[WHAT THE TASK ASKS]: Retype the material so that each line matches the original exactly.

[SUPPLIED RECORDS]:
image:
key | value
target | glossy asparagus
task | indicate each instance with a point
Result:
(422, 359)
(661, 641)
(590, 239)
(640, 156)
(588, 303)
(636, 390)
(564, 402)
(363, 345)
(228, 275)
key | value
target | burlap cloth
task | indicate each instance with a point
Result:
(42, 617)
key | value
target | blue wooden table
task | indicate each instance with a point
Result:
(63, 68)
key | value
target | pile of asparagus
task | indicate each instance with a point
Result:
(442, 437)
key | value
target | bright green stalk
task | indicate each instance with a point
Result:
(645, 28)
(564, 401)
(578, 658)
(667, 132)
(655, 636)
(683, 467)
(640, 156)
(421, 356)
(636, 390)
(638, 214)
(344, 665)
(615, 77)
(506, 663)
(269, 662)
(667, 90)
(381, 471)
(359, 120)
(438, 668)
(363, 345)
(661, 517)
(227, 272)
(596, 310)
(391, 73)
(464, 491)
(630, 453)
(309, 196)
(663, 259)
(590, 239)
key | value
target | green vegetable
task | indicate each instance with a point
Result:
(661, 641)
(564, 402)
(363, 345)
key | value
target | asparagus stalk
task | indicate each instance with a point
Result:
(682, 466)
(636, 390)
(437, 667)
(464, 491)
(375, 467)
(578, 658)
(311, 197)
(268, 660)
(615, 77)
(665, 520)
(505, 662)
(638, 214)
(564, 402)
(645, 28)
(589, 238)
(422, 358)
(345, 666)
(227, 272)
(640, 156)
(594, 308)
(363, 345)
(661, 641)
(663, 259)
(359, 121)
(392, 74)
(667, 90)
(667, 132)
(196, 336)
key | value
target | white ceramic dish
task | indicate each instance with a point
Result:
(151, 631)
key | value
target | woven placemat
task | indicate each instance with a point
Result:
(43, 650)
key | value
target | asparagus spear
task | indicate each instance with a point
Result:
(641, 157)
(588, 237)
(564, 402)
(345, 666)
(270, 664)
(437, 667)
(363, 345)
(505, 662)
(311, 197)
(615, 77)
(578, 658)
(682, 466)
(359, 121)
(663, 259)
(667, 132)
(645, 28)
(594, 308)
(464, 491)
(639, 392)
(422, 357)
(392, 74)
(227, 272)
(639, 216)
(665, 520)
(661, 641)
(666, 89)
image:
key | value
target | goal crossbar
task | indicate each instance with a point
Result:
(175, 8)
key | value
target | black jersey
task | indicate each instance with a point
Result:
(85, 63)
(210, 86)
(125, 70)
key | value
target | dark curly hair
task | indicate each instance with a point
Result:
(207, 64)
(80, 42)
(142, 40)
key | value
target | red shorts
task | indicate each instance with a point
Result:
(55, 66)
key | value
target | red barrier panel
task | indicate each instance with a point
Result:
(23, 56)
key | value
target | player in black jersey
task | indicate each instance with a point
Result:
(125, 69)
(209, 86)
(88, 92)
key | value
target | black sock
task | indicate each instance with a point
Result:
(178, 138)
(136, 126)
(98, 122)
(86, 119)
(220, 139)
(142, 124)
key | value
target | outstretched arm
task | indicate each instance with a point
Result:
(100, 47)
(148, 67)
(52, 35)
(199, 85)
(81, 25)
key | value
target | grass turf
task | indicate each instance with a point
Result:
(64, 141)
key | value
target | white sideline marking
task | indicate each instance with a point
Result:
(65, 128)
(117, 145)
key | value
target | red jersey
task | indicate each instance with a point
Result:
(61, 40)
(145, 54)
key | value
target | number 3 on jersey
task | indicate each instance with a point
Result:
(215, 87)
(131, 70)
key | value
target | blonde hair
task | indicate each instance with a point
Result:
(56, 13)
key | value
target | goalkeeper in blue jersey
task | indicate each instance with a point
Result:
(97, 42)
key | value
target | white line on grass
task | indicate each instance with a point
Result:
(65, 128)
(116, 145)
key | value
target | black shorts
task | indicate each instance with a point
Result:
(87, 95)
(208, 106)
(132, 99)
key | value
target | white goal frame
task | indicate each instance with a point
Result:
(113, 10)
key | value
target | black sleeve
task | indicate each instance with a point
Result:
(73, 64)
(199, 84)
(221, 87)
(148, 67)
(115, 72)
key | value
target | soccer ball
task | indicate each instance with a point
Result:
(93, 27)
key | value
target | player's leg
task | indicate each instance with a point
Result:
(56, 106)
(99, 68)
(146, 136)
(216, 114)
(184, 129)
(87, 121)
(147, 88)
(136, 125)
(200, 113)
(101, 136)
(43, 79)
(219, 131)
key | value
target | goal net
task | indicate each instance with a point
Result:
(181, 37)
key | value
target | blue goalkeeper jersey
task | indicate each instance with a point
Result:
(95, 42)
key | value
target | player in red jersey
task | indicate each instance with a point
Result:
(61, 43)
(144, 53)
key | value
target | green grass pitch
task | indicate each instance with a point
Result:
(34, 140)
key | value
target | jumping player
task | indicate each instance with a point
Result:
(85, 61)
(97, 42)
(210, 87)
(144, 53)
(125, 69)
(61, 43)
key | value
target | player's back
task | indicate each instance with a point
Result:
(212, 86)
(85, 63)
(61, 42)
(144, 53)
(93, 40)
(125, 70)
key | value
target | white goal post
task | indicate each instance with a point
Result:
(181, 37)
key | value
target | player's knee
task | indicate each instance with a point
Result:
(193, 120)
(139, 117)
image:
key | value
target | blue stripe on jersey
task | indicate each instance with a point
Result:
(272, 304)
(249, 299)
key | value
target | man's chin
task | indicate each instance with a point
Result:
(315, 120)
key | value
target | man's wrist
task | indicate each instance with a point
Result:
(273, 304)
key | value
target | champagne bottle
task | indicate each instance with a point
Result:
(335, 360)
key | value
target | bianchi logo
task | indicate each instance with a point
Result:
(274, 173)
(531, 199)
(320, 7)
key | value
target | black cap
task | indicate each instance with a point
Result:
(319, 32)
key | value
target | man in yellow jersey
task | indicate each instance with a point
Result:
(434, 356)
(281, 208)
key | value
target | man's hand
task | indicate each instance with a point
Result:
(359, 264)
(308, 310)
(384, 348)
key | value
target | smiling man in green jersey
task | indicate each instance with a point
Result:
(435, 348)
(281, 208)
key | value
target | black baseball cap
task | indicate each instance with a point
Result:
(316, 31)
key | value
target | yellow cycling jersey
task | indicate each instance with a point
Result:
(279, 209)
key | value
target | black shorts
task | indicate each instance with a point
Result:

[YOUR SOLUTION]:
image:
key | value
target | glossy asparagus
task | indicate each instance with a point
Result:
(422, 359)
(661, 641)
(590, 239)
(640, 156)
(588, 303)
(636, 390)
(564, 402)
(363, 345)
(228, 275)
key | value
target | burlap cloth
task | indicate each instance with a point
Result:
(42, 617)
key | value
target | blue wooden table
task | indicate each instance with a point
Result:
(63, 68)
key | value
target | pile of asparagus
task | indicate each instance with a point
Result:
(442, 437)
key | value
target | bright green stalk
task | indicate each instance with a point
Result:
(645, 28)
(564, 401)
(578, 658)
(667, 132)
(655, 636)
(683, 467)
(640, 156)
(421, 356)
(636, 390)
(638, 214)
(344, 665)
(615, 77)
(506, 663)
(269, 662)
(667, 90)
(381, 471)
(359, 120)
(438, 668)
(363, 345)
(661, 517)
(227, 272)
(596, 310)
(391, 73)
(464, 491)
(630, 453)
(309, 196)
(663, 259)
(590, 239)
key | value
target | green vegetable
task | indicate each instance with a point
Result:
(661, 641)
(564, 402)
(363, 345)
key | value
target | asparagus stalk
task | indicate each instance with a point
Result:
(682, 466)
(636, 390)
(437, 667)
(464, 491)
(375, 467)
(578, 658)
(311, 197)
(268, 660)
(615, 77)
(665, 520)
(505, 662)
(638, 214)
(564, 402)
(645, 28)
(589, 238)
(422, 358)
(345, 666)
(227, 272)
(640, 156)
(594, 308)
(363, 345)
(661, 641)
(663, 259)
(359, 121)
(392, 74)
(667, 90)
(667, 132)
(196, 336)
key | value
target | white ceramic dish
task | indicate each instance with a point
Result:
(151, 631)
key | value
target | woven placemat
task | indicate each instance with a point
Result:
(43, 650)
key | value
target | asparagus spear
task | indicate each instance with a point
Result:
(641, 157)
(588, 237)
(564, 402)
(345, 666)
(270, 664)
(437, 667)
(363, 345)
(505, 662)
(311, 197)
(615, 77)
(578, 658)
(682, 466)
(359, 121)
(663, 259)
(667, 132)
(645, 28)
(594, 308)
(464, 491)
(639, 392)
(422, 357)
(392, 74)
(227, 272)
(639, 216)
(665, 520)
(661, 641)
(666, 89)
image:
key | value
target | goal crossbar
task | indicate each instance with a point
Result:
(175, 8)
key | value
target | black jersey
task | indicate each instance with a point
Result:
(85, 63)
(210, 86)
(125, 70)
key | value
target | dark curly hair
task | indicate each instance with a point
Result:
(207, 64)
(80, 42)
(142, 40)
key | value
target | red shorts
task | indicate each instance with a point
Result:
(55, 66)
key | value
target | red barrier panel
task | indicate each instance with a point
Result:
(23, 56)
key | value
target | player in black jersey
task | indicate each instance with a point
Result:
(125, 69)
(209, 86)
(88, 92)
key | value
target | black sock
task | indicate each instance with a point
Result:
(178, 138)
(136, 126)
(98, 122)
(86, 119)
(220, 139)
(142, 124)
key | value
target | outstretched arm
task | indicate each instance with a point
Result:
(100, 47)
(148, 67)
(52, 35)
(199, 85)
(81, 25)
key | value
target | grass turf
task | indicate each instance with a point
Result:
(64, 141)
key | value
target | white sideline marking
task | indicate each instance with a point
Result:
(65, 128)
(117, 145)
key | value
target | red jersey
task | indicate each instance with a point
Result:
(61, 40)
(145, 54)
key | value
target | number 3 on jersey
task | indicate each instance with a point
Result:
(215, 87)
(131, 70)
key | value
target | blonde hair
task | indicate each instance with a point
Result:
(56, 13)
key | value
target | goalkeeper in blue jersey
task | indicate each instance with a point
Result:
(97, 42)
key | value
target | white line on grass
task | indicate each instance with a point
Result:
(65, 128)
(116, 145)
key | value
target | black shorts
task | indicate each instance with a point
Result:
(87, 95)
(208, 106)
(132, 99)
key | value
target | white goal frame
task | indicate each instance with a point
Result:
(113, 10)
key | value
target | black sleeve
task | indicate each instance with a point
Result:
(73, 64)
(199, 84)
(221, 87)
(148, 67)
(115, 72)
key | value
target | soccer ball
task | indicate each instance with a point
Result:
(93, 27)
key | value
target | player's leg
task | indicate each instance with a point
Result:
(56, 106)
(99, 68)
(146, 136)
(216, 114)
(184, 129)
(87, 121)
(147, 88)
(136, 125)
(200, 113)
(101, 136)
(43, 79)
(219, 131)
key | value
target | goal net
task | indicate each instance with a point
Result:
(181, 37)
key | value
target | blue goalkeeper jersey
task | indicate each instance with a point
Result:
(95, 42)
key | value
target | player in red jersey
task | indicate each instance with a point
Result:
(61, 43)
(144, 53)
key | value
target | green grass pitch
task | indicate each instance with a point
Result:
(34, 140)
key | value
target | jumping player
task | indicate each instance with a point
Result:
(85, 61)
(97, 42)
(210, 87)
(144, 53)
(125, 69)
(61, 43)
key | value
target | player's back
task | indicate each instance with a point
Result:
(212, 86)
(85, 63)
(61, 42)
(144, 53)
(93, 40)
(125, 70)
key | value
target | white goal post
task | indicate each instance with a point
Result:
(181, 37)
key | value
target | player's knee
task | indicate each instance with a point
Result:
(193, 120)
(139, 117)
image:
key | value
target | blue stripe on jersey
task | indicate each instance with a point
Result:
(272, 304)
(249, 299)
key | value
target | man's chin
task | indicate each instance with a point
Result:
(315, 120)
key | value
target | man's wrist
task | indicate each instance with a point
Result:
(273, 304)
key | value
target | champagne bottle
task | indicate each instance with a point
Result:
(335, 360)
key | value
target | bianchi logo
task | indicate each instance with a point
Result:
(274, 173)
(531, 199)
(320, 7)
key | value
target | black cap
task | indicate each instance with a point
Result:
(319, 32)
key | value
target | man in yellow jersey
task | indicate each instance with a point
Result:
(434, 356)
(281, 208)
key | value
target | man's hand
task | indicate each instance with a point
Result:
(359, 264)
(308, 310)
(384, 348)
key | value
target | smiling man in green jersey
task | indicate each instance with a point
Result:
(435, 348)
(281, 208)
key | value
target | black baseball cap
task | indicate each instance with a point
Result:
(316, 31)
key | value
target | yellow cycling jersey
task | indicate each instance with a point
Result:
(279, 209)
key | value
target | black shorts
task | indicate each instance with a point
Result:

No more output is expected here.